*TASK BRIEF:*
Give every entry again, word for word.

Records of labeled points:
--------

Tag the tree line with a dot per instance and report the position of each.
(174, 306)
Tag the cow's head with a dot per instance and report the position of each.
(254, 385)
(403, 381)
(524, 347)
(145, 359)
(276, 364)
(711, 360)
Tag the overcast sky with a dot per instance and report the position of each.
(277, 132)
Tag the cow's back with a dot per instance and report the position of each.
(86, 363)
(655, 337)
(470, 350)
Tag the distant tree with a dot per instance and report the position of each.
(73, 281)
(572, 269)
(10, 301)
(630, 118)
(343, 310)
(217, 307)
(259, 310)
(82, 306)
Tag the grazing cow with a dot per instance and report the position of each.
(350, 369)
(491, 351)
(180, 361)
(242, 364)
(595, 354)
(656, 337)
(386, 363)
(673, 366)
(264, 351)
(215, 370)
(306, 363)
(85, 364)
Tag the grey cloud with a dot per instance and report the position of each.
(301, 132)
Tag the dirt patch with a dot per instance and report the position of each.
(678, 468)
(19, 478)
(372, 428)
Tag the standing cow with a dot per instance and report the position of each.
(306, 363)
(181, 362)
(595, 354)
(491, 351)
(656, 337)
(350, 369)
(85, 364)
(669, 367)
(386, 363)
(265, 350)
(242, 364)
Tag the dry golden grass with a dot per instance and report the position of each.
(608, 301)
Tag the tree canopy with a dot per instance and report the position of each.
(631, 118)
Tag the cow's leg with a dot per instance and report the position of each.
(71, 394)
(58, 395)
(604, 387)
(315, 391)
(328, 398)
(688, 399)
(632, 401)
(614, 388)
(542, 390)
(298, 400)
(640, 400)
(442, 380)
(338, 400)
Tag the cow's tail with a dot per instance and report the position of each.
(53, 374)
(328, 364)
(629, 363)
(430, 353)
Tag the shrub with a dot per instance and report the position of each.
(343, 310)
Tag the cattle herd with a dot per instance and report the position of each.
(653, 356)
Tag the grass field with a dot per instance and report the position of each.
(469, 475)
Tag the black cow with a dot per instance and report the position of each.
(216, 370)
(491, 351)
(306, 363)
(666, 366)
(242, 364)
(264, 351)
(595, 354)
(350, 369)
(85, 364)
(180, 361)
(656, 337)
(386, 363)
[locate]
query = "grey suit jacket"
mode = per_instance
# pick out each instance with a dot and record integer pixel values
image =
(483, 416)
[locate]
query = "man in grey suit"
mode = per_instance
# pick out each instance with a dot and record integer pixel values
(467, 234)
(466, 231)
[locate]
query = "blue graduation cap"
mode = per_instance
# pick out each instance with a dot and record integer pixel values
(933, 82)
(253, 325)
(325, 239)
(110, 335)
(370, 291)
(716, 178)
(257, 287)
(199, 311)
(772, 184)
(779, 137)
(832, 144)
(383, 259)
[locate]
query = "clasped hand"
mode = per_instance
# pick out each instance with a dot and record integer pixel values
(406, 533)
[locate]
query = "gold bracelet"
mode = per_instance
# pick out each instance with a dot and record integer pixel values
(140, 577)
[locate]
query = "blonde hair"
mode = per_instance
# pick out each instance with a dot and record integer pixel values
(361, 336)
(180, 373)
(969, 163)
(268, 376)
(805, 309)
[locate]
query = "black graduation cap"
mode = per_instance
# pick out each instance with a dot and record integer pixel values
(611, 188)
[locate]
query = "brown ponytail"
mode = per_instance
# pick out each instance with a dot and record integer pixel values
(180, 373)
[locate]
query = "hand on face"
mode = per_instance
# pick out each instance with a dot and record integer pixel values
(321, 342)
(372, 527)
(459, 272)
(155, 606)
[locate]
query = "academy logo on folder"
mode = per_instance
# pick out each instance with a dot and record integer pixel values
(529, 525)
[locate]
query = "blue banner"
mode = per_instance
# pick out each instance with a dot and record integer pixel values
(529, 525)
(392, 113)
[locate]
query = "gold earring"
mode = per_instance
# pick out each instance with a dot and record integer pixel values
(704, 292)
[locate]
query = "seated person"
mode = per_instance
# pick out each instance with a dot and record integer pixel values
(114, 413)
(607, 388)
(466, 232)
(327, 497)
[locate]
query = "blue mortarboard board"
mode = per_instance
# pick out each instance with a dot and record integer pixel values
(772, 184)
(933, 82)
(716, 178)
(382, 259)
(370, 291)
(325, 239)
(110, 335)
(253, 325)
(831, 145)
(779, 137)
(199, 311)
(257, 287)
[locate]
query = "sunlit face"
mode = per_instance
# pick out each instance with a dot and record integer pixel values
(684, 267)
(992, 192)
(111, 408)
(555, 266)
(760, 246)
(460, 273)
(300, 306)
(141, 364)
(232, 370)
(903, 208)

--------

*FINAL RESULT:*
Tag the tree line with a dot per instance and report the position of each.
(174, 306)
Tag the cow's head with a dot per instance and report the position of each.
(254, 385)
(403, 381)
(524, 347)
(145, 359)
(276, 364)
(711, 360)
Tag the overcast sky with a dot per instance and report the position of each.
(277, 132)
Tag the cow's back with a dot per instance and report the position of each.
(86, 363)
(655, 337)
(470, 350)
Tag the distant tree with a dot per instance and report the position of each.
(73, 281)
(572, 269)
(10, 301)
(630, 118)
(343, 310)
(217, 307)
(259, 310)
(82, 306)
Tag the grazing cow with a dot per instance and report the position of each.
(350, 369)
(491, 351)
(180, 361)
(242, 364)
(595, 354)
(656, 337)
(386, 363)
(673, 366)
(264, 351)
(215, 370)
(306, 363)
(85, 364)
Tag the grey cloud with a dot per instance and report the position of each.
(301, 132)
Tag the dirt patch with a dot per instance and report the position of each.
(678, 468)
(19, 478)
(372, 428)
Tag the standing cow with a dot per instance and report the position of each.
(306, 363)
(181, 362)
(595, 354)
(491, 351)
(656, 337)
(350, 369)
(85, 364)
(669, 367)
(386, 363)
(265, 350)
(242, 364)
Tag the dry golden grass with a dot per instance and report the position of each.
(608, 301)
Tag the tree canopy with a dot per instance and report the position of each.
(631, 118)
Tag the cow's leg with a dot per instance and report the position of each.
(71, 394)
(58, 395)
(604, 387)
(315, 391)
(328, 398)
(688, 399)
(632, 401)
(614, 388)
(542, 390)
(298, 400)
(640, 400)
(442, 380)
(338, 400)
Tag the cow's tail with a dot per instance and report the position of each.
(53, 374)
(328, 364)
(629, 363)
(430, 353)
Tag the shrub with a dot per instance and report the position of each.
(343, 310)
Tag the cattle herd with a dot per instance and report the position of each.
(653, 356)
Tag the grass field with a dot per instance and report the position of each.
(469, 475)
Tag the black cow with a dot per instance and report the position of each.
(216, 370)
(491, 351)
(306, 363)
(666, 366)
(242, 364)
(264, 351)
(595, 354)
(350, 369)
(85, 364)
(180, 361)
(656, 337)
(386, 363)
[locate]
query = "grey suit jacket"
mode = per_instance
# pick out each instance with a dot and record integer pixel values
image =
(483, 416)
[locate]
query = "man in grey suit"
mode = per_instance
# pick out each instance with a dot and record integer pixel values
(467, 234)
(466, 231)
[locate]
query = "blue graduation cap"
mode = per_instance
# pick out each instance with a dot and record integer pixel values
(933, 82)
(253, 325)
(325, 239)
(110, 335)
(370, 291)
(716, 178)
(257, 287)
(199, 311)
(772, 184)
(779, 137)
(832, 144)
(383, 259)
[locate]
query = "clasped hand"
mode = per_instance
# pick out each instance with a dot and record integer pixel values
(406, 533)
[locate]
query = "gold bracelet"
mode = per_instance
# pick out each instance with a dot and record integer pixel values
(140, 577)
[locate]
query = "blonde hair"
mode = per_instance
# pick out each instance with a dot and record integer pixel values
(361, 336)
(180, 373)
(969, 163)
(268, 376)
(805, 309)
[locate]
query = "black graduation cap"
mode = per_instance
# pick out each instance with a dot and record integer pixel values
(611, 188)
[locate]
query = "brown ponytail"
mode = per_instance
# pick out each instance with a dot and record integer pixel values
(180, 373)
[locate]
query = "hand on face"
mode = per_instance
# pick out each instance with a dot and record integer pixel values
(321, 342)
(372, 527)
(459, 272)
(155, 606)
[locate]
query = "academy logo on folder"
mode = per_instance
# pick out each instance with a dot and record integer pixel values
(529, 525)
[locate]
query = "blue banner"
mode = per_instance
# pick out each instance with a dot and record integer pixel values
(529, 525)
(392, 113)
[locate]
query = "gold earring"
mode = per_instance
# pick out each instance with a dot and record integer pixel values
(704, 292)
[locate]
query = "seated person"
mode = per_instance
# pick out each instance with a dot and record integer pixel values
(114, 413)
(607, 388)
(466, 232)
(327, 497)
[locate]
query = "blue mortarboard board"
mode = per_instance
# pick out each instance with a dot and record integer pixel values
(772, 184)
(933, 82)
(716, 178)
(382, 259)
(370, 291)
(325, 239)
(110, 335)
(253, 325)
(831, 145)
(779, 137)
(199, 311)
(257, 287)
[locate]
query = "sunlit face"
mode = per_instance
# pick out each instance with a dot and record integer pixel values
(684, 267)
(992, 192)
(111, 408)
(555, 266)
(760, 246)
(460, 273)
(300, 306)
(141, 364)
(232, 370)
(903, 208)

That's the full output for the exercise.